SET TASK: Copy every one of the following entries word for word, changing nothing.

:::::

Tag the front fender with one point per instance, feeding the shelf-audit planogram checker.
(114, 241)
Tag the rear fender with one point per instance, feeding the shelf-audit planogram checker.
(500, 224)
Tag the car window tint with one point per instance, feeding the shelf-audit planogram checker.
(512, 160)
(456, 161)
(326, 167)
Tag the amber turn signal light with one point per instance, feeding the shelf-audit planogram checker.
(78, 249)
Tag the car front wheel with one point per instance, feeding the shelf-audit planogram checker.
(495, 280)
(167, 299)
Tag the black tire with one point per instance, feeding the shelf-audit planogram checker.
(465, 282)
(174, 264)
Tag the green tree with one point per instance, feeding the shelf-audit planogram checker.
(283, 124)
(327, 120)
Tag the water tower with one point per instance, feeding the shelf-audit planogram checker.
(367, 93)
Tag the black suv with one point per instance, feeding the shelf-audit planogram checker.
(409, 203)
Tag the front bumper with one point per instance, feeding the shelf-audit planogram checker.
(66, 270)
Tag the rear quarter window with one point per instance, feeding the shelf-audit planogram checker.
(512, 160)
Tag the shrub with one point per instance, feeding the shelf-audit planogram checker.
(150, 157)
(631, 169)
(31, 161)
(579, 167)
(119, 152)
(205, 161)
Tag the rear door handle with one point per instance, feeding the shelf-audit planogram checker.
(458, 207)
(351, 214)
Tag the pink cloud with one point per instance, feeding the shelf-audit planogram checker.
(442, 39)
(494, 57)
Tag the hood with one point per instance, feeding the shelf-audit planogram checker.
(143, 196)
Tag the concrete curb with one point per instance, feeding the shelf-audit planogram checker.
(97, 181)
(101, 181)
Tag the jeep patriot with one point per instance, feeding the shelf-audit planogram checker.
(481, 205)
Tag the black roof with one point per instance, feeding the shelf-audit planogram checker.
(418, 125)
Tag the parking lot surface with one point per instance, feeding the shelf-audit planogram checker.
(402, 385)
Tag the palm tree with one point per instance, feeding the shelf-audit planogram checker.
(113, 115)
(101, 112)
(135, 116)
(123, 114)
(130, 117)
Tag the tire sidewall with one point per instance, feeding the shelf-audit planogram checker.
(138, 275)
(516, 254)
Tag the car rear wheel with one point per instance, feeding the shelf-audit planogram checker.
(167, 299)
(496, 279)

:::::

CORRECT RESULT:
Tag the front fender with one point per instance, feeding the shelf-audit planogram checker.
(114, 241)
Tag the rear fender with one point per instance, feeding the shelf-audit planogram checker.
(500, 224)
Tag the car window tint with one point per instance, feeding the shelf-audit planogram checker.
(512, 160)
(456, 161)
(326, 167)
Tag the amber turn signal light with one point per instance, feeding the shelf-audit planogram checker.
(78, 249)
Tag the car front wheel with one point per instance, feeding the shelf-audit planogram checker.
(495, 280)
(167, 299)
Tag the black tire with one point per instance, feeding the shelf-audit planogram checker.
(465, 282)
(174, 264)
Tag the green tree with one point per instance, feeding the shelf-audit planogram checker.
(283, 124)
(327, 120)
Tag the water tower with one point per instance, feeding the shelf-audit planogram checker.
(367, 93)
Tag the black suv with one point per instance, feeding the shelf-audit planogram checker.
(409, 203)
Tag the front bumper with one point per instance, feeding the shelf-audit planogram checker.
(66, 270)
Tag the rear quarter window with one point per instance, feeding the shelf-audit planogram checker.
(512, 160)
Tag the shrub with one point per instance, feeding the shelf-audit planogram checker.
(150, 157)
(631, 169)
(31, 161)
(579, 167)
(119, 152)
(205, 161)
Tag the rear door handle with one point per instance, feeding the shelf-audit planogram checker.
(458, 207)
(351, 214)
Tag the pink cloud with one point per instance, feeding the shelf-audit planogram checker.
(442, 39)
(494, 57)
Tag the hood with one point per instance, feeding the shelf-audit planogram checker.
(143, 196)
Tag the concrete curb with one point per instance, feeding the shelf-audit planogram checker.
(97, 181)
(101, 181)
Tag the jeep patriot with one point per instance, feeding the shelf-audit planogram checker.
(481, 205)
Tag the black roof with one point per instance, feeding the shelf-audit planogram checker.
(418, 125)
Tag the parking lot surface with one point per instance, feeding the shelf-audit planogram checker.
(402, 385)
Tag the palm tree with one point per instance, feeding the shelf-audit planogram checker.
(113, 115)
(101, 112)
(135, 116)
(123, 114)
(130, 117)
Tag the tire sidewall with one point per instance, feeding the shelf-audit planogram checker.
(138, 275)
(516, 254)
Tag the car rear wheel with one point per instance, feeding the shelf-audit planogram checker.
(167, 299)
(496, 279)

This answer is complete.